• **Problem requirements**
Could you copy out the listing from the line containing "the <item>arched window</item>?" to the line containing "28], [18, 31]]", both lines included, keeping the requests and their format samples unchanged but shifting every coordinate in the answer outlines by adding 10 to it?

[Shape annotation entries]
+-------+
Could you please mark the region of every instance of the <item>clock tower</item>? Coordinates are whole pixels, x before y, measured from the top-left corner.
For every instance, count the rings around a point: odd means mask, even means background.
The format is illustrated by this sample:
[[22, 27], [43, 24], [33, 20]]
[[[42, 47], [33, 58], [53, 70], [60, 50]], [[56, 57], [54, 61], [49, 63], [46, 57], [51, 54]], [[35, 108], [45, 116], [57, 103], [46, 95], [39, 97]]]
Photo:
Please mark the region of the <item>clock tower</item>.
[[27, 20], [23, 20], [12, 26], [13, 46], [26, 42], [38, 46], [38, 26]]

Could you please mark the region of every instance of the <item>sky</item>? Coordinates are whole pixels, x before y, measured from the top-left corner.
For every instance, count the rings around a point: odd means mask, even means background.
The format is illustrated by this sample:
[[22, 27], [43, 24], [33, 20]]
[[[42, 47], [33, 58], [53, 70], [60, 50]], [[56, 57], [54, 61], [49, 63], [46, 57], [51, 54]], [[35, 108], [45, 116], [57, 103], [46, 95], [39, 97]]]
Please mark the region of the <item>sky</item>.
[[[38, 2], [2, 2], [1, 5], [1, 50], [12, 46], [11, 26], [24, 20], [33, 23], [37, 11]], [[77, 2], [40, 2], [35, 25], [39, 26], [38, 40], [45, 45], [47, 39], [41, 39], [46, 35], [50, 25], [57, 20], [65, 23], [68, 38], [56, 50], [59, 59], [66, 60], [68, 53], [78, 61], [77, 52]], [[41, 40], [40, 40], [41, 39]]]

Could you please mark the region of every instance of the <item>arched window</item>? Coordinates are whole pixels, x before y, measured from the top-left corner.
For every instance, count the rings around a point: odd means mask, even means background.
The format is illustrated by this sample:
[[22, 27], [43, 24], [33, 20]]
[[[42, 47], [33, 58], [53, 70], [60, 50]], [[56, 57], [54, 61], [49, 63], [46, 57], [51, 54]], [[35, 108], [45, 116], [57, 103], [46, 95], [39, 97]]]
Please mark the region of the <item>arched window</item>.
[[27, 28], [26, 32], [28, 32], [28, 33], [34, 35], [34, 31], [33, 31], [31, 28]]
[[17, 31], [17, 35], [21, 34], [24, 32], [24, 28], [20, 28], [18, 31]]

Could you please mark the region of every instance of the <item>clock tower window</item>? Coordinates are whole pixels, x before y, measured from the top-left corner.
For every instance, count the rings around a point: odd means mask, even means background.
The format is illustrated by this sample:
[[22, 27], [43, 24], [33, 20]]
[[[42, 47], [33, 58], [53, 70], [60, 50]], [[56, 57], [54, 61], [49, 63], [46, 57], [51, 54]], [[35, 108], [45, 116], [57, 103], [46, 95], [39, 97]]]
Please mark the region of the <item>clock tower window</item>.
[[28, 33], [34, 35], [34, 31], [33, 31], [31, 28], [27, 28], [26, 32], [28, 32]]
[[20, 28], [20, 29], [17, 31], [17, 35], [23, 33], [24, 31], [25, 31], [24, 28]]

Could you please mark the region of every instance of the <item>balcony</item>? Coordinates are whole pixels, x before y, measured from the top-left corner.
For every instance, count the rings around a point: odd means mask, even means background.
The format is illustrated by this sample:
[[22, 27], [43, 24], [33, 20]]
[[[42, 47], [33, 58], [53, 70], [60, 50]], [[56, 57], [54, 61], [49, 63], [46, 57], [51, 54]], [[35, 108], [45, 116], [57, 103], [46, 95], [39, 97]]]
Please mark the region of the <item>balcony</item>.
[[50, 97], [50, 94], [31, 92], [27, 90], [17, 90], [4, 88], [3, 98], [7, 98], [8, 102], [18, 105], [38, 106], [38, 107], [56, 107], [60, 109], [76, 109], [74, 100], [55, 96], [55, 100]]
+-------+
• **Output for this exercise**
Could you please mark the region of every instance of the <item>arched window</item>? Coordinates are whole pixels, x before y, measured from the top-left corner.
For every instance, count the rings around a point: odd means mask, even means background.
The format is illustrated by this sample:
[[22, 27], [43, 24], [33, 20]]
[[[42, 47], [33, 58], [53, 70], [60, 50]], [[56, 57], [54, 61], [49, 63], [46, 57], [51, 54]], [[35, 108], [45, 116], [57, 103], [46, 95], [39, 97]]]
Please mark the region of the <item>arched window</item>.
[[37, 38], [36, 42], [38, 42], [38, 43], [44, 45], [44, 41], [43, 41], [41, 38]]
[[27, 41], [27, 45], [31, 44], [34, 42], [34, 38], [30, 38], [28, 41]]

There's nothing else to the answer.